■ The task ■
Every line must be returned precisely as it is written.

■ Extracted data ■
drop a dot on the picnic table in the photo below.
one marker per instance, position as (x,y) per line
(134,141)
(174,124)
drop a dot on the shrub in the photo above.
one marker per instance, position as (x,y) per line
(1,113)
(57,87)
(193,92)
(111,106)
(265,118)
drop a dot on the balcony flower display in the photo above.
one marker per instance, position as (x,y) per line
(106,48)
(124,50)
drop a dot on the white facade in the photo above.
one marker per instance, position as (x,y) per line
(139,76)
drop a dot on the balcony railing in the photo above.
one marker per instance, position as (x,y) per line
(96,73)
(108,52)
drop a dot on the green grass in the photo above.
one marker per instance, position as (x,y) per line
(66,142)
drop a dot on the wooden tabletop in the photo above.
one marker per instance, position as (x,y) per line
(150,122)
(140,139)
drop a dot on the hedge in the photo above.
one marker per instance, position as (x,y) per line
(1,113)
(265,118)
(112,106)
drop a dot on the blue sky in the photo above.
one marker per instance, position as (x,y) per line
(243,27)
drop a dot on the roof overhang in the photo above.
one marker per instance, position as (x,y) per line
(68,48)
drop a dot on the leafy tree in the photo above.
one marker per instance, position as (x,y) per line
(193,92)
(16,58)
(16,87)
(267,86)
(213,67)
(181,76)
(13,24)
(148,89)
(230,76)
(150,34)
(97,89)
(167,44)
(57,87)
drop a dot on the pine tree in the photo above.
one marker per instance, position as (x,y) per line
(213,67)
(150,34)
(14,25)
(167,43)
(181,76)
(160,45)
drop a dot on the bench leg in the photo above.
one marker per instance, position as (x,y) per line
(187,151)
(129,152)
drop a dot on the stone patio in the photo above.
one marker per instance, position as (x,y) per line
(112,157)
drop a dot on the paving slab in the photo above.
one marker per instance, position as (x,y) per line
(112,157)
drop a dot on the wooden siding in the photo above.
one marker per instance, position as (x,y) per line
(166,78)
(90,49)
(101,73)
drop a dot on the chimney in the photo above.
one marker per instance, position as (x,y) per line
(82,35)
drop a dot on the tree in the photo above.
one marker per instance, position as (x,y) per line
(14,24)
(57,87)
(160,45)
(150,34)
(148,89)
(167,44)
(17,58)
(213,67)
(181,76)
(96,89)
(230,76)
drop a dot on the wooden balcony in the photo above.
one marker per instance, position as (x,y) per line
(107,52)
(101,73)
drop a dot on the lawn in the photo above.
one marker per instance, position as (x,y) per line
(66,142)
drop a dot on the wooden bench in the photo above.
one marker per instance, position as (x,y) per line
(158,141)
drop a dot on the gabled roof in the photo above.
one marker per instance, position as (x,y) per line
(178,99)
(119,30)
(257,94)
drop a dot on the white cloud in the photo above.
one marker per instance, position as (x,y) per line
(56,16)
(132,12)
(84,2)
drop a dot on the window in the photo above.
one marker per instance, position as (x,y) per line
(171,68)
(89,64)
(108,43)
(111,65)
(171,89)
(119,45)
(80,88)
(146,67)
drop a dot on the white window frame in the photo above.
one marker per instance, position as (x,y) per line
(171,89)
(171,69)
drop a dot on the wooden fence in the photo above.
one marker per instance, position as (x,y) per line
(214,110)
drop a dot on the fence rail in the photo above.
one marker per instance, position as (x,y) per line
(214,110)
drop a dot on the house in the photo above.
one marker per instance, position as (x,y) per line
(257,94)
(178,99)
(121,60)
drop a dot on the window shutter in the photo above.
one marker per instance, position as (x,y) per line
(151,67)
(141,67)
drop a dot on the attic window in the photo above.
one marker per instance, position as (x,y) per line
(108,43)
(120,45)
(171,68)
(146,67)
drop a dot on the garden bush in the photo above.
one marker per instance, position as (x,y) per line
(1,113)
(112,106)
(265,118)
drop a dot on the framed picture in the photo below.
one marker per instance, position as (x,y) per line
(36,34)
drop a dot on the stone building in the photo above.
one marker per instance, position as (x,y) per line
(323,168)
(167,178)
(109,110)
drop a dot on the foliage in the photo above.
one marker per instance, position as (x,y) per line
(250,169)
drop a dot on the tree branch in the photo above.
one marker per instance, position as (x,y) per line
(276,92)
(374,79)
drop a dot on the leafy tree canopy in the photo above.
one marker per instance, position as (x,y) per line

■ Answer in full ■
drop a dot on the picnic table in the photo below.
one marker per instance, position as (x,y) per line
(134,141)
(174,124)
drop a dot on the shrub in the photo above.
one marker per instance, position as (x,y) per line
(1,113)
(57,87)
(193,92)
(111,106)
(265,118)
drop a dot on the balcony flower display in the photo above.
one marker per instance, position as (x,y) per line
(106,48)
(124,50)
drop a dot on the white facade in the photo above.
one marker per instance, position as (x,y) per line
(139,76)
drop a dot on the balcony railing in the photo above.
one marker per instance, position as (x,y) per line
(96,73)
(108,52)
drop a dot on the green grass in the photo above.
one marker per instance, position as (x,y) per line
(66,142)
drop a dot on the wooden tabletop in the photo above.
one marker per instance, position as (x,y) per line
(150,122)
(140,139)
drop a dot on the hedge in the photo above.
one marker per instance, position as (x,y) per line
(1,113)
(265,118)
(112,106)
drop a dot on the blue sky in the photo above.
one marker per instance, position as (x,y) per line
(243,27)
drop a dot on the roof overhang in the photo above.
one marker per instance, position as (x,y) per line
(68,48)
drop a dot on the leafy tree in the photo above.
one marker per instance, position as (x,y) per line
(193,92)
(16,58)
(16,87)
(267,86)
(213,67)
(181,76)
(13,24)
(148,89)
(230,76)
(150,34)
(97,89)
(167,44)
(57,87)
drop a dot on the pine tree in the photo above.
one marker per instance, position as (x,y) per line
(213,67)
(150,34)
(14,25)
(167,43)
(181,76)
(160,45)
drop a dot on the bench leg in the photo above.
one marker per instance, position as (x,y) per line
(187,151)
(129,152)
drop a dot on the stone patio in the photo above.
one marker per instance, position as (x,y) per line
(112,157)
drop a dot on the paving slab in the photo above.
one marker per instance, position as (x,y) per line
(112,157)
drop a dot on the wooden siding in the photo above.
one marker per instance, position as (x,y) per line
(166,78)
(90,49)
(101,73)
drop a dot on the chimney in the photo above.
one marker per instance, position as (x,y) per line
(82,35)
drop a dot on the tree in the photo above.
one marker per instance, position as (x,y) per line
(14,24)
(57,87)
(160,45)
(150,34)
(148,89)
(167,44)
(17,58)
(213,67)
(181,76)
(96,89)
(230,76)
drop a dot on the wooden balcony in the photo above.
one marker per instance, position as (x,y) per line
(107,52)
(101,73)
drop a dot on the lawn in the photo above.
one marker per instance, position as (x,y) per line
(66,142)
drop a dot on the wooden bench in the photo above.
one marker per instance, position as (x,y) per line
(158,141)
drop a dot on the gabled roof in the photo above.
one marker per instance, position as (x,y) per line
(178,99)
(119,30)
(257,94)
drop a dot on the white cloud in the photo above.
one marker per instance, position as (x,y) per line
(56,16)
(132,12)
(84,2)
drop a dot on the window in the photo above.
one marker per instance, position as (x,y) per line
(171,68)
(89,64)
(108,43)
(111,65)
(171,89)
(119,45)
(80,88)
(146,67)
drop a dot on the white window frame in the photo above.
one marker per instance, position as (x,y) per line
(171,89)
(171,69)
drop a dot on the wooden fence in the photo above.
one marker per instance, position as (x,y) per line
(214,110)
drop a dot on the fence rail in the photo above.
one marker per instance, position as (x,y) per line
(214,110)
drop a dot on the house in the photo above.
one marker per instance, position as (x,y) per line
(257,94)
(178,99)
(121,60)
drop a dot on the window shutter in the photo above.
one marker per instance, position as (x,y) per line
(151,67)
(141,67)
drop a dot on the attic window in the photo above.
one marker per instance, position as (x,y) per line
(108,43)
(120,45)
(171,68)
(146,67)
drop a dot on the garden bush in the photo above.
one marker per instance, position as (x,y) per line
(1,113)
(112,106)
(265,118)
drop a dot on the framed picture in the photo below.
one marker per instance, position as (x,y) per line
(36,34)
drop a dot on the stone building in the photo above.
one marker per instance, position as (x,y) per line
(323,168)
(167,178)
(109,110)
drop a dot on the foliage in the photo above.
one marker per instance, position as (x,y) per line
(250,169)
drop a dot on the tree branch in the photo above.
one marker per instance, position as (x,y) per line
(276,92)
(374,79)
drop a dot on the leafy tree canopy in the photo above.
one marker per instance, position as (x,y) per line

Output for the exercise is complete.